During my shift I quickly discouraged Stafford from contemplating such a maneuver, and I did not want to give it any more credibility via the media. I advised the press, “Our priorities are to accomplish the three rendezvous, a complex EVA, and a bunch of experiments. Docking, while an objective, is now only frosting on the cake.” I paused, then added, “There is a lot of energy still stored in the thrusters in the shroud. When and if that band comes loose, I want Gemini long gone.”
After the press conference I went home for supper and some fresh clothing, then returned to the sleeping quarters above the lobby of Mission Control. Prior to hitting the sack, I went to the control room to check in with Lunney. I was surprised to find Cliff Charlesworth in Lunney’s chair. Cliff said, “They called Glynn to a meeting in the controller ready room to discuss tomorrow’s EVA.” I hit my boiling point in a second as I exclaimed, “What EVA?”
Cliff responded, “They want to do an EVA to release the shroud.”
Next to the sleeping quarters was a ready room for the controllers to observe TV mission status and listen to the other controllers and crew communications while relaxing before or after a shift. The lounge is on a floor midway between the two control room floors and I took the stairs two at a time in my haste to get there.
When I opened the door, the ready room was loaded. Present was an array of NASA’s top leadership: George Mueller, NASA associate administrator; Chuck Mathews, program manager; Robert Gilruth, center director; as well as Kraft, Slayton, Dr. Charles Berry, and assorted astronauts. Glynn Lunney, the only flight controller present, looked up as I entered, rolled his eyes, and silently raised his hands in exasperation. Standing up, he walked over and said, “They’re talking about doing an EVA to release the shroud.”
I was livid. The last word I had left was that in no case would we plan to try to release the shroud. Kraft saw my expression, walked over, and said, “Dammit, control yourself and settle down. No decision has been made yet.” As I watched, I concluded that astronaut Buzz Aldrin was the principal proponent of the gamble, since he was animatedly discussing possible procedures to release the band. William Schneider, the G
emini 9 headquarters mission director, motioned me to the corner, briefed me on the discussion, then asked me for my opinion. My response was tart: “Bill, there is little to gain, the risk is high, and I don’t want to compromise the planned objectives. This is nothing I will support.” Kraft, standing, was studying me, wondering what else I was going to say when my turn came.

════

# PROBLEM DESCRIPTION:
In the Gemini 9 account, who was sitting in Lunney's chair when the narrator went to the control room before turning in? The records are not needed for this task.

════

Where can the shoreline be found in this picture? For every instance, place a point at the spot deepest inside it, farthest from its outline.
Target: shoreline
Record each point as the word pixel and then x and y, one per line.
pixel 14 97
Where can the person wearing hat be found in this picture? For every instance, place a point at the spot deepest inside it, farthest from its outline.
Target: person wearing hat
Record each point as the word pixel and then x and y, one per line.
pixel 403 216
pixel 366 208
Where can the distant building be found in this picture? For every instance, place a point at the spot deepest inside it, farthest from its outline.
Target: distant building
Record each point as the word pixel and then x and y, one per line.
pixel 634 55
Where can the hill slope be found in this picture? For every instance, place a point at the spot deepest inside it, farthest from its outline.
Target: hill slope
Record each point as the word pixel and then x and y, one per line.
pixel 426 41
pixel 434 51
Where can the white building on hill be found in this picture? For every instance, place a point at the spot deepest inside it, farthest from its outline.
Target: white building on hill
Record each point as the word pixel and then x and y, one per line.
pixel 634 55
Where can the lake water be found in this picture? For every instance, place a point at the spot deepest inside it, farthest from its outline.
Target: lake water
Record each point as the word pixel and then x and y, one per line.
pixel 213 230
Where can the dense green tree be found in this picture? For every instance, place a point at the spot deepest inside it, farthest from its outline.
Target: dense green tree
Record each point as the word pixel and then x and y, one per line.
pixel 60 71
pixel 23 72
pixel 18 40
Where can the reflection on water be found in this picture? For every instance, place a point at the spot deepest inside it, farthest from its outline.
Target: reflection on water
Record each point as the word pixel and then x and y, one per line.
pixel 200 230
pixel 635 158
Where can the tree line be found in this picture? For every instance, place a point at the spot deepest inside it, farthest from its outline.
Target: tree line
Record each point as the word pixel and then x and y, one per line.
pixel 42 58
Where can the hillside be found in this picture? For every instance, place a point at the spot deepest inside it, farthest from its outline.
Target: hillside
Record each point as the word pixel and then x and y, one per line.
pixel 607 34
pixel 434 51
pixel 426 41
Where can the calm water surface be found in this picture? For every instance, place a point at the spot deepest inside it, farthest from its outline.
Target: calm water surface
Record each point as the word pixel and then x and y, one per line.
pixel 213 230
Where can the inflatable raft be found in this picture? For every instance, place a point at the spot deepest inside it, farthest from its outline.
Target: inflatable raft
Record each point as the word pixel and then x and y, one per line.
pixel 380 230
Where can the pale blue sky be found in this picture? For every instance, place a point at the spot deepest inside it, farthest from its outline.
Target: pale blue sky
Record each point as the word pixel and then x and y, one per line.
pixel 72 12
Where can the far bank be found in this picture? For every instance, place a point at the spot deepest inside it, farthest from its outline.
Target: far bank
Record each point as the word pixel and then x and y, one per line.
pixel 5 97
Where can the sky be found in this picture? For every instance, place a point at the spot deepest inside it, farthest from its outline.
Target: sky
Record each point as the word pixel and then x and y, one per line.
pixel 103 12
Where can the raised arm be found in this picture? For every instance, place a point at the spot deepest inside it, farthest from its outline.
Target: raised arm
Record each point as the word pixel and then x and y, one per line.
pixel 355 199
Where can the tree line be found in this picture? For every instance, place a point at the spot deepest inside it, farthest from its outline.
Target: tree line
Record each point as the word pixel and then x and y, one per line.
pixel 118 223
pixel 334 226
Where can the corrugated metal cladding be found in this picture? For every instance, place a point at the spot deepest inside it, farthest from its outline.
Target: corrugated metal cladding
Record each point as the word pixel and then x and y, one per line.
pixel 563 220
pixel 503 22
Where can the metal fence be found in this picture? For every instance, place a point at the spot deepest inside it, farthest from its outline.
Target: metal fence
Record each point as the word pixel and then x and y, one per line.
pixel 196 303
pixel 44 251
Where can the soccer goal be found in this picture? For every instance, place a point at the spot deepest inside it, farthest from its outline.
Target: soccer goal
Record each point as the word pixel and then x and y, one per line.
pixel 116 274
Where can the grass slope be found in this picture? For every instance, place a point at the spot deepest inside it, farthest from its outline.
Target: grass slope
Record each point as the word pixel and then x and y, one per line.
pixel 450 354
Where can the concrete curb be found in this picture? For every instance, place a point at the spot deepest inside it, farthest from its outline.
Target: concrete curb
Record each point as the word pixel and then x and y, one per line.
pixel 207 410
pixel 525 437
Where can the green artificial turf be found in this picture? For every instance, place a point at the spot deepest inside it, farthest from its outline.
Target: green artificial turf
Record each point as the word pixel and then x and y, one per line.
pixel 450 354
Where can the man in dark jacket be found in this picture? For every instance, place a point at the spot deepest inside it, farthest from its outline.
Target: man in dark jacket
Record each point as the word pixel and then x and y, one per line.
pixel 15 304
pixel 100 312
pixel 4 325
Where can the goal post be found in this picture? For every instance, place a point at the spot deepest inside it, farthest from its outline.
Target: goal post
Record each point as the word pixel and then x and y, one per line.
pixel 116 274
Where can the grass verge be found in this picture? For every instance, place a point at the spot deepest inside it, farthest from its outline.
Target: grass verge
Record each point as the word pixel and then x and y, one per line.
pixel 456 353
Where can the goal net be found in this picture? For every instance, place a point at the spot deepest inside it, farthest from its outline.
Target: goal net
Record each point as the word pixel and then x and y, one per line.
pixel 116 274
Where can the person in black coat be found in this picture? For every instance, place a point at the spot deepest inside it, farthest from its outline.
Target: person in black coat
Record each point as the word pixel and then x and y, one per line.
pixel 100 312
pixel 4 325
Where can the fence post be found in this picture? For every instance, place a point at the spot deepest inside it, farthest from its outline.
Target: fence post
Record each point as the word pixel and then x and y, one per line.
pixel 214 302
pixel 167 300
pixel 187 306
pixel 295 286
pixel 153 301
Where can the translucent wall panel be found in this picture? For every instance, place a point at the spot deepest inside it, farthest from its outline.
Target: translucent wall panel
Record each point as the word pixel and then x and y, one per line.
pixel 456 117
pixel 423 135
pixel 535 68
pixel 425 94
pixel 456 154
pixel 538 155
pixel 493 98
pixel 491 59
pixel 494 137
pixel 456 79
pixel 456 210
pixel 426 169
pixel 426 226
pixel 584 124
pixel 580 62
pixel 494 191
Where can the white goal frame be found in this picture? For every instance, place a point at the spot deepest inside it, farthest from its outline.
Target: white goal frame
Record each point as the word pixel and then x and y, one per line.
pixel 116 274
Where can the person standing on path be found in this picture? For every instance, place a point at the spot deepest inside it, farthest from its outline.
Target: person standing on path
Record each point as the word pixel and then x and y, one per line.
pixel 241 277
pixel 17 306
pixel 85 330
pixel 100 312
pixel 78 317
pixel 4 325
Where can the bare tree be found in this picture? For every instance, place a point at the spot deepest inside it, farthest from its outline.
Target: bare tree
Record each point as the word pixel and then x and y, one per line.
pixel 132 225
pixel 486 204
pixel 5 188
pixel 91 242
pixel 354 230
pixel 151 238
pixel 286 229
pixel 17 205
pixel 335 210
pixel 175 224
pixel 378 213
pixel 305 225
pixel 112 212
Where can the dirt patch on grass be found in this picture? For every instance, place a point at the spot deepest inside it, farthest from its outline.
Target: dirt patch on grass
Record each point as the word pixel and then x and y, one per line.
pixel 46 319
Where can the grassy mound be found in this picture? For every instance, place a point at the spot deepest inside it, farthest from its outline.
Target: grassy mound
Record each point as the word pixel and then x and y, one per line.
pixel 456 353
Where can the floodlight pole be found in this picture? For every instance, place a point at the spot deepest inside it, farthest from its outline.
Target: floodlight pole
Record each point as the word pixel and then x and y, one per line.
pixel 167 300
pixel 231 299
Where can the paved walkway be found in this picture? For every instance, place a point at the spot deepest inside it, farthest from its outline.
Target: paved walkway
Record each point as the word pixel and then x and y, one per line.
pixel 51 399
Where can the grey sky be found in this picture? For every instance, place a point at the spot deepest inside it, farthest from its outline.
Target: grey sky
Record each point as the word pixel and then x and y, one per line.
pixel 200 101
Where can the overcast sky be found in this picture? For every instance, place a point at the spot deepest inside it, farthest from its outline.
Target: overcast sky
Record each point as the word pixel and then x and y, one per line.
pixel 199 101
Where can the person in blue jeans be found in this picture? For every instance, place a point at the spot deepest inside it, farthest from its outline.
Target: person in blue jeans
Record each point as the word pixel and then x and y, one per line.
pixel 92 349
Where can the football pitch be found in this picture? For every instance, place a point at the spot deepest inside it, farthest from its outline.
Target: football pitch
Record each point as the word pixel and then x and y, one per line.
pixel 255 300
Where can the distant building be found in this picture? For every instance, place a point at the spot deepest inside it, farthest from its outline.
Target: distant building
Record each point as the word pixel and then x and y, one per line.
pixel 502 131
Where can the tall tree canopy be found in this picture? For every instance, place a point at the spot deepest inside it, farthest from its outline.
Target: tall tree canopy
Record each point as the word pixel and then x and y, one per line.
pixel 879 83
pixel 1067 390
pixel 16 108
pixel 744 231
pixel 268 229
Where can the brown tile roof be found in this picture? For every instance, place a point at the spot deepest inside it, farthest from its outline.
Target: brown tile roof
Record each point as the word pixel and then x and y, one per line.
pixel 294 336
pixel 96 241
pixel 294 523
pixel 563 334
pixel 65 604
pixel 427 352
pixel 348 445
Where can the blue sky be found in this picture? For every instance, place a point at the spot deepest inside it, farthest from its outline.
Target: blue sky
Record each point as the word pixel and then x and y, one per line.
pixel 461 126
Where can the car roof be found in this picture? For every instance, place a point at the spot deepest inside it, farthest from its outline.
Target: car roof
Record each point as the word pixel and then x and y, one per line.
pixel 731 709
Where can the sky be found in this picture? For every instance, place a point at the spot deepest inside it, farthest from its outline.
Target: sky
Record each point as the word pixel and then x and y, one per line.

════

# RESPONSE BOX:
Cliff Charlesworth.